* _Description of the task_: Please print every record below exactly as it appears, but leave out the pictures.

* _Material for this task_:
= Beginning of Section =

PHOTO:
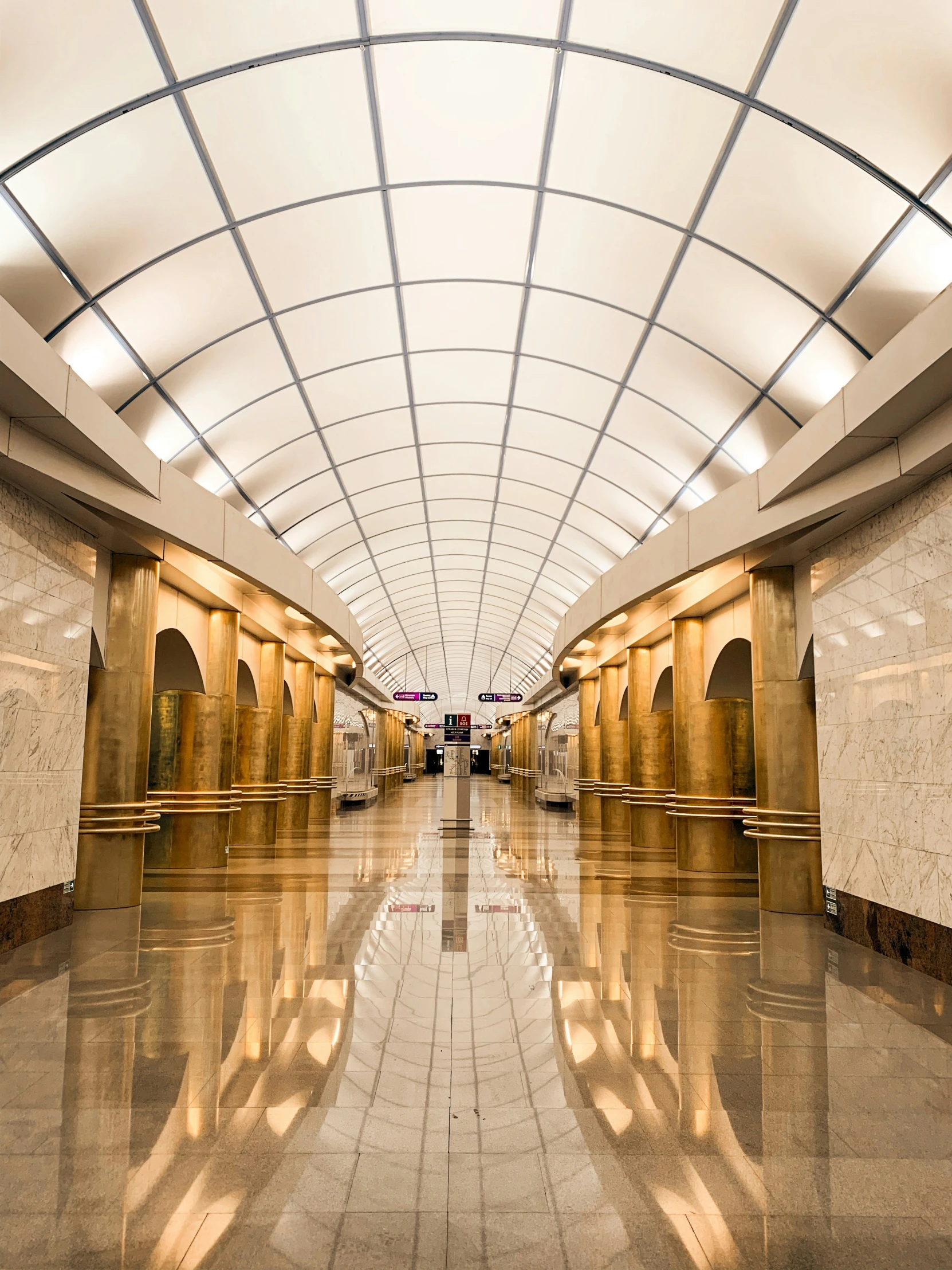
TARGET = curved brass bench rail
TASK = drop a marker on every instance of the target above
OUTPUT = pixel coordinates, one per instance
(269, 793)
(710, 807)
(195, 802)
(119, 818)
(782, 825)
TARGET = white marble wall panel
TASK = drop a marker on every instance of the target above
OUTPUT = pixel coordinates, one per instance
(883, 629)
(48, 569)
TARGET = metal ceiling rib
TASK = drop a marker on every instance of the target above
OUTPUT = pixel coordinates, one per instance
(221, 197)
(706, 193)
(415, 37)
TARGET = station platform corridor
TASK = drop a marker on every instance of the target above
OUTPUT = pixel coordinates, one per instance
(372, 1047)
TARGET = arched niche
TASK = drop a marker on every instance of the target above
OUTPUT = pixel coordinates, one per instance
(731, 675)
(247, 694)
(175, 665)
(807, 666)
(664, 691)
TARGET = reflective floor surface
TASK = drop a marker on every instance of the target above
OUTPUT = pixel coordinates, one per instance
(520, 1049)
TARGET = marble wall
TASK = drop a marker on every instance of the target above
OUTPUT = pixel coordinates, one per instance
(48, 569)
(883, 628)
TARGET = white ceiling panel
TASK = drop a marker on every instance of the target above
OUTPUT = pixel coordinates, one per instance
(734, 313)
(462, 456)
(155, 422)
(461, 377)
(721, 42)
(379, 432)
(797, 210)
(121, 195)
(562, 391)
(491, 116)
(98, 357)
(184, 303)
(259, 428)
(875, 78)
(462, 420)
(691, 384)
(60, 69)
(321, 249)
(229, 375)
(357, 390)
(340, 332)
(616, 256)
(522, 17)
(580, 333)
(900, 285)
(462, 232)
(461, 315)
(203, 33)
(598, 151)
(818, 374)
(271, 138)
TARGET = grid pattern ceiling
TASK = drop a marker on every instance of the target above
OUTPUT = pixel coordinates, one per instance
(462, 301)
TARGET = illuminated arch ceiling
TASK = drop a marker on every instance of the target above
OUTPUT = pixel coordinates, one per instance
(466, 300)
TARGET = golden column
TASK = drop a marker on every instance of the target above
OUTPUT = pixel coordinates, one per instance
(258, 755)
(651, 761)
(786, 824)
(115, 816)
(589, 754)
(191, 760)
(322, 748)
(296, 741)
(714, 765)
(613, 744)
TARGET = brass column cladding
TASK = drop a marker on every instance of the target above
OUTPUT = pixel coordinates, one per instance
(785, 746)
(650, 757)
(613, 744)
(589, 752)
(258, 751)
(297, 732)
(322, 746)
(192, 748)
(714, 756)
(116, 754)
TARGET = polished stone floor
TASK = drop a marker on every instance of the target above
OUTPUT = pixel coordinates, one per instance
(520, 1049)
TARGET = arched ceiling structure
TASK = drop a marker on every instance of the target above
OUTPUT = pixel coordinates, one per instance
(462, 301)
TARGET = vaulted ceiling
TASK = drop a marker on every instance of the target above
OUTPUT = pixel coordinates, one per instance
(463, 301)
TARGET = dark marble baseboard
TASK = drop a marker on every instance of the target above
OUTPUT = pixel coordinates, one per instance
(28, 918)
(914, 942)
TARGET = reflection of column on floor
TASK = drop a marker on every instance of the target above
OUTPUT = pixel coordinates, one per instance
(589, 755)
(456, 895)
(107, 994)
(790, 1000)
(718, 942)
(183, 944)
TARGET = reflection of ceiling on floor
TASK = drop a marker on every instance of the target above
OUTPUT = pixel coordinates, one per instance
(463, 318)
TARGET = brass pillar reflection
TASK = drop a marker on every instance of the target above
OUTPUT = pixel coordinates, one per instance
(589, 754)
(296, 739)
(714, 763)
(651, 761)
(258, 755)
(613, 744)
(191, 760)
(322, 748)
(788, 821)
(113, 813)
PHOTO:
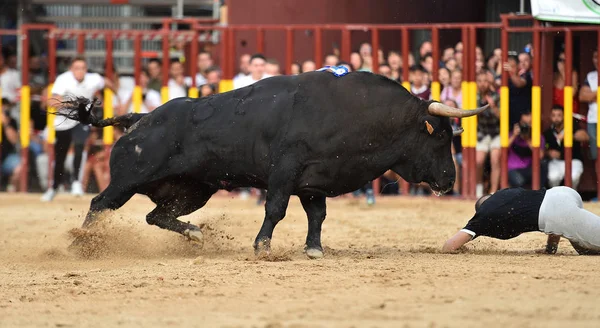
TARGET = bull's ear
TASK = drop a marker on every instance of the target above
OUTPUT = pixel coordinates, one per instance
(429, 127)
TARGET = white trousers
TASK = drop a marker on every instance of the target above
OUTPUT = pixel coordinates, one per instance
(562, 213)
(556, 172)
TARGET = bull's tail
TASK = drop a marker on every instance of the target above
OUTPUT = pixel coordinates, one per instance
(80, 109)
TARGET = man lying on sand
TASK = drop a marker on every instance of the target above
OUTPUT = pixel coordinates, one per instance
(511, 212)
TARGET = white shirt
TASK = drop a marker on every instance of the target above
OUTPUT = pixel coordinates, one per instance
(67, 85)
(238, 78)
(176, 90)
(10, 81)
(592, 81)
(200, 80)
(248, 80)
(152, 100)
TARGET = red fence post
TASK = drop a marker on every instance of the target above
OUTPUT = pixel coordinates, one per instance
(318, 47)
(193, 93)
(80, 43)
(260, 40)
(231, 52)
(375, 50)
(346, 44)
(289, 49)
(597, 145)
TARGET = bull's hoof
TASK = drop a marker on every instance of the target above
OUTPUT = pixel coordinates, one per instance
(195, 236)
(314, 253)
(262, 246)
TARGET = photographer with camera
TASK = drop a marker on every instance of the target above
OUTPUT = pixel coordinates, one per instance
(556, 152)
(520, 155)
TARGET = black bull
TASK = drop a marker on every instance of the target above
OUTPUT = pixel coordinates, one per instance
(313, 135)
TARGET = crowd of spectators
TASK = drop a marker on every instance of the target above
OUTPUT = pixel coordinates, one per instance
(80, 151)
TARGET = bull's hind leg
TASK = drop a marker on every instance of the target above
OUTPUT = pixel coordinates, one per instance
(280, 187)
(316, 210)
(183, 202)
(112, 198)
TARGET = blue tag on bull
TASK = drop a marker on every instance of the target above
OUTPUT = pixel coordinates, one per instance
(336, 70)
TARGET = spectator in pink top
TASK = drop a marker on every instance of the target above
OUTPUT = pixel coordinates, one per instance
(454, 90)
(520, 153)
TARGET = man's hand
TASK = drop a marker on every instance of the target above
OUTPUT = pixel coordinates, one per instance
(554, 154)
(5, 119)
(581, 136)
(516, 129)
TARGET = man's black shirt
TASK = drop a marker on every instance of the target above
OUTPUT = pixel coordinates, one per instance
(507, 214)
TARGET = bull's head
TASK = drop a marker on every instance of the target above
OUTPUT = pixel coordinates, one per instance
(431, 158)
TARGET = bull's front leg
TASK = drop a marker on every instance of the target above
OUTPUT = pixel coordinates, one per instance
(316, 210)
(280, 187)
(275, 208)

= End of Section =

* _Solution to this task_:
PHOTO:
TARGET = curved brass bench rail
TASK = drop a marker on every instance of the target above
OUTPUT = pixel coordinates, one per instance
(269, 793)
(710, 807)
(195, 802)
(119, 818)
(782, 825)
TARGET = white marble wall panel
TASK = drop a marker on every instance of the target above
OUTPUT = pixel coordinates, one per instance
(883, 629)
(48, 569)
TARGET = metal ceiling rib
TASK = drop a marker on every instance of the target above
OUTPUT = pixel coordinates, one per instance
(221, 197)
(706, 193)
(415, 37)
TARGET = station platform corridor
TASK = drop a marker on every instance of the target above
OUTPUT = pixel coordinates, one per instance
(372, 1047)
TARGET = arched niche
TASK = drop a marker on every instance of the target above
OUTPUT = pixel coordinates, one per instance
(731, 675)
(247, 694)
(175, 665)
(807, 666)
(664, 691)
TARGET = reflective floor surface
TASK = drop a marker on every instance of the target above
OUTPUT = pixel coordinates, one per instance
(520, 1049)
TARGET = marble wall
TASK = drop a marker on every instance of the target above
OUTPUT = pixel coordinates, one per instance
(48, 569)
(883, 628)
TARGET = white ceiling panel
TASK = drop a marker on every instance of the target above
OUTPUT = pixel coordinates, one per instance
(734, 313)
(462, 456)
(155, 422)
(461, 377)
(721, 42)
(379, 432)
(797, 210)
(121, 195)
(562, 391)
(491, 116)
(98, 357)
(184, 303)
(259, 428)
(875, 78)
(462, 420)
(691, 384)
(60, 69)
(321, 249)
(229, 375)
(357, 390)
(340, 332)
(616, 256)
(522, 17)
(580, 333)
(900, 285)
(462, 232)
(461, 315)
(203, 33)
(598, 151)
(818, 374)
(271, 138)
TARGET = grid pattern ceiling
TASK = drop a marker on every instance of the target above
OUTPUT = pixel coordinates, one per instance
(462, 301)
TARGET = illuminated arch ceiling
TASK = drop a marker on every instance of the target above
OUTPUT = pixel coordinates, one per instance
(466, 300)
TARGET = golden column
TASK = drop a marker on every instance of the target above
OUTPUT = pixel coordinates, one per instance
(258, 755)
(651, 761)
(786, 824)
(115, 816)
(589, 754)
(191, 760)
(322, 748)
(296, 741)
(714, 765)
(613, 744)
TARGET = brass column cladding
TASK = drop a marker on every instance of the target above
OUTPUT = pixel coordinates, one per instance
(785, 746)
(650, 757)
(613, 744)
(589, 752)
(258, 751)
(297, 732)
(322, 746)
(192, 748)
(714, 756)
(116, 754)
TARGET = polished stone floor
TASK = drop a marker on every instance of the target above
OUTPUT = pixel coordinates, one per instance
(520, 1049)
TARGET = arched ceiling structure
TASK = drop a marker on every instance of the target above
OUTPUT = pixel coordinates, one per instance
(462, 301)
TARGET = vaulted ceiling
TASK = drop a marker on every instance of the target above
OUTPUT = pixel coordinates, one per instance
(463, 301)
TARGET = dark marble baseboard
TASK = drop a marker on every instance of the target above
OUTPUT = pixel coordinates, one per instance
(28, 918)
(914, 942)
TARGET = reflection of column on floor
TASK = drop a marker on every instance of the target above
OUTPUT = pixel coordinates, one per instance
(589, 755)
(456, 895)
(107, 994)
(790, 1000)
(718, 942)
(183, 944)
TARGET = reflection of ceiling on floor
TASK = drop a marker on every instance of the target above
OUTPUT = pixel coordinates, one per instance
(463, 318)
TARGET = brass pillar reflection
TASK = drop a marker on every instance of the target above
OUTPUT = pixel coordinates, one per instance
(589, 754)
(296, 739)
(714, 763)
(651, 761)
(258, 755)
(613, 744)
(191, 760)
(322, 748)
(788, 821)
(113, 813)
PHOTO:
TARGET = bull's ear
TASK = drop a marker on every instance of the target above
OUTPUT = pixel coordinates, one per instance
(429, 127)
TARGET = white trousers
TASK = drop a marker on every instance of the target above
OUTPUT = pixel coordinates, one per instance
(562, 213)
(556, 172)
TARGET = bull's tail
TASK = drop a marker on every instance of the target above
OUTPUT = pixel coordinates, one per instance
(80, 109)
TARGET = man lying on sand
TASK = drop a marker on every instance of the target above
OUTPUT = pixel coordinates, one per instance
(511, 212)
TARGET = white shirt
TASK = drop a marker on every instance of the target above
OUTPUT = pixel coordinates, one per instance
(67, 85)
(238, 78)
(176, 90)
(10, 81)
(592, 81)
(200, 80)
(248, 80)
(152, 100)
TARGET = red fence post
TASK = drop a marker on every instance of the target above
OUTPUT = pixel coordinates, one per instance
(318, 47)
(193, 93)
(80, 43)
(260, 40)
(231, 52)
(375, 50)
(346, 44)
(289, 49)
(597, 145)
TARGET = bull's hoof
TASK = drop a marker on every instance of the target above
OUTPUT = pixel coordinates, one per instance
(195, 236)
(314, 253)
(262, 246)
TARGET = photographer with camera
TASK = drop a marker on every instance of the target above
OUTPUT = pixel coordinates, one per instance
(556, 152)
(520, 155)
TARGET = black bull
TASK = drop a marker on every instance of the target above
OUTPUT = pixel coordinates, one per instance
(313, 135)
TARGET = crowd of spectators
TASK = drop a marker on every instance of the target above
OUTPUT = pixel coordinates, one per instance
(80, 151)
TARGET = bull's hind leg
TASK = drop a marker on every instance of the target above
OUTPUT = pixel coordinates, one per instance
(280, 187)
(316, 210)
(183, 202)
(112, 198)
TARGET = blue tag on bull
TASK = drop a marker on every instance of the target above
OUTPUT = pixel coordinates, one per instance
(336, 70)
TARGET = spectator in pink top
TASK = drop a marker on every instance of the target above
OUTPUT = pixel coordinates, one per instance
(454, 90)
(520, 153)
TARGET = man's hand
TASK = drop a marker on every instance of the target above
OUTPUT = pixel coordinates, one per instance
(554, 154)
(5, 119)
(581, 136)
(516, 129)
TARGET = man's black shirt
TASK = drop a marker on every instance of the target above
OUTPUT = pixel coordinates, one per instance
(507, 214)
TARGET = bull's head
TASK = drop a marker on every instance of the target above
OUTPUT = pixel coordinates, one per instance
(431, 158)
TARGET = bull's front leg
TASK = drop a marker on every instance of the target above
OUTPUT = pixel coordinates, one per instance
(316, 210)
(280, 187)
(275, 208)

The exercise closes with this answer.